**Testo citato:**
╔══

Tra gli impatti più diffusi e dirompenti dell’IA negli ultimi anni c’è stato il suo ruolo nell’ascesa di “camera di risonanza” e fake news, un rischio che il 69% degli intervistati si aspetta che aumenti nel 2019. I ricercatori l’anno scorso hanno studiato le traiettorie di 126.000 tweet e hanno scoperto che quelli che contenevano notizie false hanno costantemente superato quelli contenenti informazioni vere, raggiungendo in media 1.500 persone con una velocità sei volte superiore.

Una delle possibili ragioni citate dai ricercatori è che le notizie false tendono ad evocare potenti emozioni: “i tweet falsi tendevano a suscitare parole associate a sorpresa e disgusto, mentre tweet accurati evocavano parole associate a tristezza e fiducia.” L’interazione tra emozioni e tecnologia è probabilmente destinata a diventare una forza sempre più dirompente.

Quando le enormi risorse destinate alla ricerca quantistica condurranno ai computer quantistici diffusi su larga scala, molti degli strumenti che costituiscono la base dell’attuale crittografia digitale saranno resi obsoleti. Gli algoritmi a chiave pubblica, in particolare, saranno facilmente crackabili. Quantum promette anche nuove modalità di crittografia, ma entro il tempo in cui nuove protezioni verranno messe in atto, molti segreti potrebbero essere già stati trafugati ai danni banche dati sempre più importanti.

Un collasso della crittografia porterebbe con sé gran parte dell’impalcatura dell’intera vita digitale. Queste tecnologie sono alla base dell’autenticazione online, della fiducia e persino dell’identità personale. Mantengono al sicuro segreti, dalle informazioni personali sensibili ai dati aziendali e statali riservati e mantengono i servizi fondamentali in esecuzione, dalle comunicazioni via e-mail ai settori bancario e commerciale. È evidente che i costi di eventuali interruzioni potrebbero essere enormi.

Con l’avvicinarsi delle prospettive di decrittazione quantistica, una transizione verso nuove alternative, come la crittografia basata su reticoli e funzioni hash, andrà di pari passo. Ma anche i dati storici saranno vulnerabili: se qualcuno ruba i dati crittografati con tecniche convenzionali ora, potrebbe aspettare fino a che i progressi delle tecnologie quantistiche lo aiuteranno ad accedervi, in barba alle precauzioni più forti che fossero state messe in atto successivamente.

╚══

**Voci:**

╔══

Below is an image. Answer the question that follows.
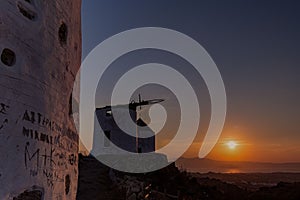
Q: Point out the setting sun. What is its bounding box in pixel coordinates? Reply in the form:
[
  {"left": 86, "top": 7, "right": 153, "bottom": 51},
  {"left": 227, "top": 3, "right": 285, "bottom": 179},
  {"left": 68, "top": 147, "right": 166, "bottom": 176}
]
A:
[{"left": 226, "top": 141, "right": 238, "bottom": 149}]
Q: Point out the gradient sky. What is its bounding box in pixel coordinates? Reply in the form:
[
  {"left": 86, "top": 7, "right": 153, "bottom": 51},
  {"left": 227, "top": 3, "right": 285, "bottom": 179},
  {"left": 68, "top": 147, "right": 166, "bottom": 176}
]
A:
[{"left": 82, "top": 0, "right": 300, "bottom": 162}]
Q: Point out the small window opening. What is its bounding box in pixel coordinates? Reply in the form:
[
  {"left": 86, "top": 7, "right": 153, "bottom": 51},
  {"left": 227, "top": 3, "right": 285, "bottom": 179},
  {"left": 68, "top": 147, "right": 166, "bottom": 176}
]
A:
[
  {"left": 58, "top": 23, "right": 68, "bottom": 45},
  {"left": 69, "top": 93, "right": 73, "bottom": 115},
  {"left": 138, "top": 147, "right": 142, "bottom": 153},
  {"left": 105, "top": 110, "right": 112, "bottom": 117},
  {"left": 18, "top": 4, "right": 36, "bottom": 20},
  {"left": 104, "top": 131, "right": 110, "bottom": 147},
  {"left": 1, "top": 49, "right": 16, "bottom": 67},
  {"left": 24, "top": 0, "right": 32, "bottom": 4}
]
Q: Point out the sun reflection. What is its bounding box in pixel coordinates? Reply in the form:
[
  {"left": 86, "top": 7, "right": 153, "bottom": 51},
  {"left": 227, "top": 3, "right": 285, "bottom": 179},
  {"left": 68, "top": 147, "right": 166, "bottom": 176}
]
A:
[{"left": 226, "top": 140, "right": 238, "bottom": 150}]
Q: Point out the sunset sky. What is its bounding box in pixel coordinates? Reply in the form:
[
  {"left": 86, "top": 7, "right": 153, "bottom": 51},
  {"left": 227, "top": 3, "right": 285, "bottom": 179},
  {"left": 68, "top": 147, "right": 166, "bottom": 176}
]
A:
[{"left": 82, "top": 0, "right": 300, "bottom": 162}]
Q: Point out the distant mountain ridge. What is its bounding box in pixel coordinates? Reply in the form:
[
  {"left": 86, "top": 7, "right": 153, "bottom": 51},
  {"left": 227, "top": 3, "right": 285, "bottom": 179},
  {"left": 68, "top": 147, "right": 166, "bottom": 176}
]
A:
[{"left": 176, "top": 158, "right": 300, "bottom": 173}]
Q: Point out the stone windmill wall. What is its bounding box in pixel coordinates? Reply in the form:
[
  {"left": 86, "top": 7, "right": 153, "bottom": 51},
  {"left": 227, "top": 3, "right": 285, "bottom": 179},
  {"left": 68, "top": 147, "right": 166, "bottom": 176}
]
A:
[{"left": 0, "top": 0, "right": 81, "bottom": 200}]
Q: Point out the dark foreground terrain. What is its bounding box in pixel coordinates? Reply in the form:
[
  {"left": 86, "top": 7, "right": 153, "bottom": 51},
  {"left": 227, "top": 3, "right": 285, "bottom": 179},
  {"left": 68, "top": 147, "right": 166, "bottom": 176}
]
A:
[{"left": 77, "top": 155, "right": 300, "bottom": 200}]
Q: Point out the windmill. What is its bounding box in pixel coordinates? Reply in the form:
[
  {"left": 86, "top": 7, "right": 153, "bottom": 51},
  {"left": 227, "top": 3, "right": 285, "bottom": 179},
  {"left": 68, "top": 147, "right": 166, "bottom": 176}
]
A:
[{"left": 129, "top": 94, "right": 164, "bottom": 153}]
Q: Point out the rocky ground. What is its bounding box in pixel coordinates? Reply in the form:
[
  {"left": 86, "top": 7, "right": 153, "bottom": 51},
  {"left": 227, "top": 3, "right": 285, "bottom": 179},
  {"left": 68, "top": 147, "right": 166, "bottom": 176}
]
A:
[{"left": 77, "top": 155, "right": 300, "bottom": 200}]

╚══

**Problemi ed esercizi:**
**1.** Rispondi in base al testo citato:
(a) Quanti tweet hanno studiato i ricercatori?
(b) Quali algoritmi, in particolare, saranno facilmente crackabili?
(c) Quali alternative di crittografia vengono nominate?
**2.** Secondo il testo citato, perché anche i dati storici saranno vulnerabili?

**Soluzioni per esercizio:**
**1.**
(a) 126.000 tweet.
(b) Gli algoritmi a chiave pubblica.
(c) La crittografia basata su reticoli e quella basata su funzioni hash.

**2.** Chi ruba oggi dati cifrati con tecniche convenzionali potrebbe aspettare che i progressi delle tecnologie quantistiche gli permettano di accedervi. Così aggirerebbe anche le precauzioni più forti introdotte in seguito.